## Task instructions
Return each entry exactly, with none missing.

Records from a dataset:
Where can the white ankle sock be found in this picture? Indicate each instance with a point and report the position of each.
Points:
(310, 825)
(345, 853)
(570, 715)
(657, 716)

## Expected answer
Where can the white ankle sock be found in this picture? Indicate each instance with a point and report the position of each.
Points:
(310, 825)
(345, 853)
(570, 715)
(657, 716)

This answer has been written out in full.